An oddity here is that I would like this for a display piece but not as part of a running train.


----------



## highvoltage

Vincent said:


> What exactly DO you have in your train lay-out?


The point he's trying to make is the thread is titled "Would you buy a model of this?"

Instead of showing full size items, you're showing models, so in essence the question being asked is "Would you buy a model of a model?" The answer is, no.

Maybe start a thread with the title "Would you buy this model?"


----------



## Nikola

highvoltage said:


> The point he's trying to make is the thread is titled "Would you buy a model of this?"
> 
> Instead of showing full size items, you're showing models, so in essence the question being asked is "Would you buy a model of a model?" The answer is, no.
> 
> Maybe start a thread with the title "Would you buy this model?"


Reminds me of a factory that builds models of - - - factories.


----------



## Nikola

Vincent said:


> An oddity here is that I would like this for a display piece but not as part of a running train.


You are the best, brother! Now I know what the derrick on my hacked-together work car will look like!


----------



## Vincent

Old_Hobo said:


> Uh.....trains, of course.....that's why they call it a train layout....duh.....


Old Hobo, I think you're turning mellow! This is the first insult you've posted since Alabama was #1 in football!


----------



## Old_Hobo

Oh, you wouldn't want to test my mellowness......believe me....

So, why would you consider my answer an insult? You asked what I have on my train layout, and I answered you truthfully.....

Anyway, I could care less about U.S. college football.....it's your constant boastfulness that's irritating.....but you likely already know that.......


----------



## Chops

Smoke jack, too?


----------



## Vincent

I certainly would. In fact, I did.

I really don't consider the 1950 Olds 88 an outstanding beauty (mechanically, it was so outstanding that Oldsmobile made it their flagship car). But it was 25% off, and the model is a nice-looking antique car.


----------



## Lee Willis

Vincent, that is a gorgeous car. I have two O-Gauge '50 Olds 88s and a 98, but none of them is that fastback rear - all have a normal rear window and trunk. My Dad had the '50 Buick equivalent, a fastback coupe just like that.


----------



## Vincent

A drovers' caboose?

Cattle had to be allowed out of the railcars at regular intervals to exercise, drink, etc. The cattle handlers rode in drovers' cabooses which were sometimes put in the middle of the cattle cars so they could keep a better eye on things.

-*-*-

(Short problem): Repeat the model train forum thread above word for word, from "Old Hobo, I" to "my mellowness......believe me....", inclusive.

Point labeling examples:
-*-*-

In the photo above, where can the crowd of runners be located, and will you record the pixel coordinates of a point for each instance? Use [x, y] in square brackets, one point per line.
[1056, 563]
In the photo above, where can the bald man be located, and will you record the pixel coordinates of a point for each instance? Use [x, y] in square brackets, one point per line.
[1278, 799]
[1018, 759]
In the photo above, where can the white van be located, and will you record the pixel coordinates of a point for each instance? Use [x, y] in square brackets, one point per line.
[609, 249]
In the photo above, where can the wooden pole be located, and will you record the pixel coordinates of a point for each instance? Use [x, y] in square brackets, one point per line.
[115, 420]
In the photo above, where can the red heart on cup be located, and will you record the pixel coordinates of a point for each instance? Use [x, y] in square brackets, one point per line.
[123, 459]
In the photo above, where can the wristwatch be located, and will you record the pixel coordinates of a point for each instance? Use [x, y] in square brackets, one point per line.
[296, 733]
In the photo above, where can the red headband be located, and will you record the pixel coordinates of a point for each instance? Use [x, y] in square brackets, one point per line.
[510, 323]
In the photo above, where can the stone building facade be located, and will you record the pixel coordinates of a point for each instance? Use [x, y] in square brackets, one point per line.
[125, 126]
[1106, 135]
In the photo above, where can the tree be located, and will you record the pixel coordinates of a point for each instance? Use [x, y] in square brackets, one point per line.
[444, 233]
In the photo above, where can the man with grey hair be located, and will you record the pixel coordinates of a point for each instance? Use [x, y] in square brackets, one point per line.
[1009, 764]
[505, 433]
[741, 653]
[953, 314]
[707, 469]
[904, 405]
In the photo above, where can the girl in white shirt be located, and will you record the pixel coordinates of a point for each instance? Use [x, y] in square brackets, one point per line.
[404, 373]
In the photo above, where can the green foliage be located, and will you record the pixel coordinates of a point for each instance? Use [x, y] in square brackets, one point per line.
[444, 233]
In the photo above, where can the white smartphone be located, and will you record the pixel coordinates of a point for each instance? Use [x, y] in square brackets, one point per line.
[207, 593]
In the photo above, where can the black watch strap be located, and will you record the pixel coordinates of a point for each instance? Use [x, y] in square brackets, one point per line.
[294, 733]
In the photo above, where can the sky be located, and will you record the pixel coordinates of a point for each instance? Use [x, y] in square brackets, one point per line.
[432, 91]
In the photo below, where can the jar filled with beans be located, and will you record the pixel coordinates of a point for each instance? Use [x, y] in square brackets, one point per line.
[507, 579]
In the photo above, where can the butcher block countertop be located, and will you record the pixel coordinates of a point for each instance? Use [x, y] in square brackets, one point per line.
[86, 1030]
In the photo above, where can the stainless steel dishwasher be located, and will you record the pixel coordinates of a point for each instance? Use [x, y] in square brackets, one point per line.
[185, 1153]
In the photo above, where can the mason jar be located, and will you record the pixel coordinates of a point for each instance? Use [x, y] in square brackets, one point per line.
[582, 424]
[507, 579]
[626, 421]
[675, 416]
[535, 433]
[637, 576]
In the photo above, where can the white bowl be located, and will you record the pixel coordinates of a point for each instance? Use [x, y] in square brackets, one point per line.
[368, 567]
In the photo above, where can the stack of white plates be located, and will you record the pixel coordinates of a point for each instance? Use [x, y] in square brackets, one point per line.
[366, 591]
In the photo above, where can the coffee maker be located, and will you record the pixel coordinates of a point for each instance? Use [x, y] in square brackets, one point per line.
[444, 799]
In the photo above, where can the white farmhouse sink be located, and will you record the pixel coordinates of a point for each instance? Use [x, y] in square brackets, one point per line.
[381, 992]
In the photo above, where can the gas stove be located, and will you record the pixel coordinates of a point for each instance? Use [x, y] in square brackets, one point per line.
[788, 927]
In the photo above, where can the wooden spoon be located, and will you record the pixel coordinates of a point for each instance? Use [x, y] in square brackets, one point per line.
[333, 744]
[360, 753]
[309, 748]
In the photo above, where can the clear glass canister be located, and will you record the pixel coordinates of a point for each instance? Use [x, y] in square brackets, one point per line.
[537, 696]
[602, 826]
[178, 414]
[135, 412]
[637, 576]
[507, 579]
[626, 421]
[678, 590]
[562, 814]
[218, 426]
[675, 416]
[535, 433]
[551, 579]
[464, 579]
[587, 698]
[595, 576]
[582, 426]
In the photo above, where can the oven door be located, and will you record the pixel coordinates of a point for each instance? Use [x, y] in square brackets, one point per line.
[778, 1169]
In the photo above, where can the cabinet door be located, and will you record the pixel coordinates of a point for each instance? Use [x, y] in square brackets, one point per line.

-*-*-

(Result of the task):
Old Hobo, I think you're turning mellow! This is the first insult you've posted since Alabama was #1 in football!


----------



## Old_Hobo

Oh, you wouldn't want to test my mellowness......believe me....